* _小练习 A_
下面三个说法是否与原文相符？每条答“是”或“否”，并原样引用原文中起决定作用的词句。(i) Hashtable比HashMap出现得早。(ii) Hashtable继承了AbstractMap。(iii) Dictionary类的方法全是抽象方法。
* _小练习 B_
把原文中从“没啥好说的，下面直接看Hashtable源码，首先依然是成员变量：”到“(int)(capacity * loadFactor).)”（含首尾）的部分一字不差地抄下来。

* _原文_
---

【源码】Hashtable源码剖析

时间：2014-08-15 10:45:09 阅读：260 评论：0 收藏：0 [点我收藏+]

注：以下源码基于jdk1.7.0_11

上一篇分析了HashMap的源码，相信大家对HashMap都有了更深入的理解。本文将介绍Map集合的另一个常用类，Hashtable。

Hashtable出来的比HashMap早，HashMap 1.2才有，而Hashtable在1.0就已经出现了。HashMap和Hashtable实现原理基本一样，都是通过哈希表实现。而且两者处理冲突的方式也一样，都是通过链表法。下面我们就详细介绍下这个类。

首先看类声明：

public class Hashtable<K,V>
    extends Dictionary<K,V>
    implements Map<K,V>, Cloneable, java.io.Serializable

Hashtable并没有去继承AbstractMap，而是选择继承了Dictionary类，Dictionary是个被废弃的抽象类，文档已经说得很清楚了：

NOTE: This class is obsolete.  New implementations should
 * implement the Map interface, rather than extending this class.

这个类的方法如下（全是抽象方法）：

public abstract
class Dictionary<K,V> {
  
    public Dictionary() {
    }
    abstract public int size();
    abstract public boolean isEmpty();
    abstract public Enumeration<K> keys();
    abstract public Enumeration<V> elements();
    abstract public V get(Object key);
    abstract public V put(K key, V value);
    abstract public V remove(Object key);
}

没啥好说的，下面直接看Hashtable源码，首先依然是成员变量：

 private transient Entry<K,V>[] table;//存储键值对对象的桶数组
    /**
     * The total number of entries in the hash table.
     *键值对总数
     */
    private transient int count;
    /**
     * The table is rehashed when its size exceeds this threshold.  (The
     * value of this field is (int)(capacity * loadFactor).)

---

* _数据条目_
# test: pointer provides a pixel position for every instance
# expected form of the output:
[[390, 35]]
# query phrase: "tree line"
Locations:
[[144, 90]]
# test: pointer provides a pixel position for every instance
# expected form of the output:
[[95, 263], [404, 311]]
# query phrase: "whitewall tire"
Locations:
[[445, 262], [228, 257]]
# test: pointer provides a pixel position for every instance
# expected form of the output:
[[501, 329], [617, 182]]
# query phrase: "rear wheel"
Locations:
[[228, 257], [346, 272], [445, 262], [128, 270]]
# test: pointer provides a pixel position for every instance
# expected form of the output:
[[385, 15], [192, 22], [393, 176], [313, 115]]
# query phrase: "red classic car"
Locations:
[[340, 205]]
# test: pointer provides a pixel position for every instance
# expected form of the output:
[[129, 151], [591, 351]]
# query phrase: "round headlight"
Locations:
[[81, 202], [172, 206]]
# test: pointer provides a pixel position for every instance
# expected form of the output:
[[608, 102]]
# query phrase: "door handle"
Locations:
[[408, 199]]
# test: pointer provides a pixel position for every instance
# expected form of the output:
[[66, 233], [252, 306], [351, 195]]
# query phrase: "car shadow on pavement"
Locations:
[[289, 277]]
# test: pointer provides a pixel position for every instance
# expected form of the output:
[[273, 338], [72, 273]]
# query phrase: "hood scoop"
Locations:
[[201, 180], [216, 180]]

---

* _练习答案 A_
(i) 是：“Hashtable出来的比HashMap早，HashMap 1.2才有，而Hashtable在1.0就已经出现了。”
(ii) 否：“Hashtable并没有去继承AbstractMap，而是选择继承了Dictionary类”
(iii) 是：“全是抽象方法”

* _练习答案 B_
没啥好说的，下面直接看Hashtable源码，首先依然是成员变量：

 private transient Entry<K,V>[] table;//存储键值对对象的桶数组
    /**
     * The total number of entries in the hash table.
     *键值对总数
     */
    private transient int count;
    /**
     * The table is rehashed when its size exceeds this threshold.  (The
     * value of this field is (int)(capacity * loadFactor).)